**What is asked:** Type out all of the following rows again word for word, and leave the pictures out of your copy.

(Excerpts from location labeling data)
-------------------------
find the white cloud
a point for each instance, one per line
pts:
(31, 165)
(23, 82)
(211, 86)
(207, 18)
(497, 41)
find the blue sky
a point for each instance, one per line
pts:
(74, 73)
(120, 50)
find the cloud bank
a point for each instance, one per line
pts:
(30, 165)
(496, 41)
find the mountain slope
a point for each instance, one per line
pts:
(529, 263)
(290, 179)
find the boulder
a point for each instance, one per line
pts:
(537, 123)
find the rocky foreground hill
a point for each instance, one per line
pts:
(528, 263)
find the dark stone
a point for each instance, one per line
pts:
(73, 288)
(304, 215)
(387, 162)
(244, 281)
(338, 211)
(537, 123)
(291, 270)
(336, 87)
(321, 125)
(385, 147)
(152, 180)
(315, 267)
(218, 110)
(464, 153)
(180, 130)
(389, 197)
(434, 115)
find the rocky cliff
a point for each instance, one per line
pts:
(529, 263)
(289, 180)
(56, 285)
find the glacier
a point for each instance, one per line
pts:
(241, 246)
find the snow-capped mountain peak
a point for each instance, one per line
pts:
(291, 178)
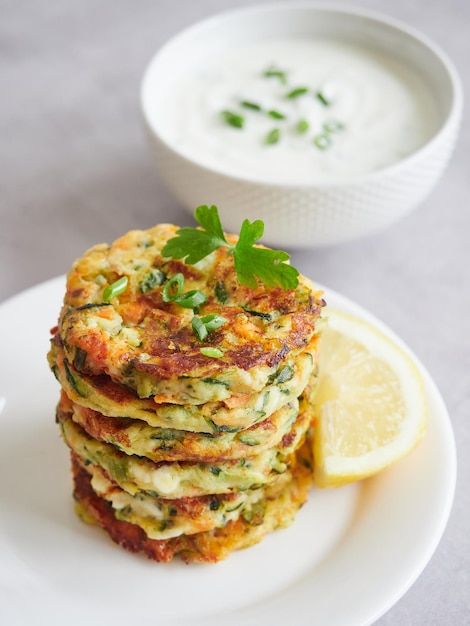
-------------------------
**In response:**
find the white cloud
a point for each instance, one per line
pts:
(31, 165)
(23, 82)
(211, 86)
(207, 18)
(497, 41)
find the blue sky
a point for each instance, one per line
pts:
(74, 73)
(120, 50)
find the cloud bank
a point for each instance, one per line
pts:
(30, 165)
(496, 41)
find the mountain slope
a point for each instance, one per line
pts:
(529, 263)
(290, 179)
find the boulder
a point for each instance, one per line
pts:
(537, 123)
find the rocky foreground hill
a point for each instance, one per line
pts:
(528, 263)
find the dark stone
a point for each instance, one per line
pts:
(73, 288)
(304, 215)
(387, 162)
(244, 281)
(338, 211)
(537, 123)
(291, 270)
(336, 87)
(321, 125)
(385, 147)
(152, 180)
(315, 267)
(218, 110)
(464, 153)
(180, 130)
(389, 197)
(434, 115)
find the rocky cliff
a point for each instance, one per line
pts:
(529, 263)
(289, 180)
(56, 285)
find the glacier
a point for each instance, one per line
pts:
(241, 246)
find the snow-capped mountain peak
a point for each instance, one per line
pts:
(291, 178)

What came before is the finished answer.